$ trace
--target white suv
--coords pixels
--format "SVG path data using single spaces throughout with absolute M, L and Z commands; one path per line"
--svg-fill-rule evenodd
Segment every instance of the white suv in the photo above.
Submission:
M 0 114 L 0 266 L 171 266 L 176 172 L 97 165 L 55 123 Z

[Exercise objective]
The full set of entries must be transcribed exactly.

[Exercise solution]
$ trace
--target white suv
--coords pixels
--format "SVG path data using single spaces throughout with absolute M, L and Z commands; one path per line"
--svg-fill-rule evenodd
Segment every instance of the white suv in the photo above.
Submission:
M 0 114 L 0 266 L 171 266 L 176 172 L 97 165 L 55 123 Z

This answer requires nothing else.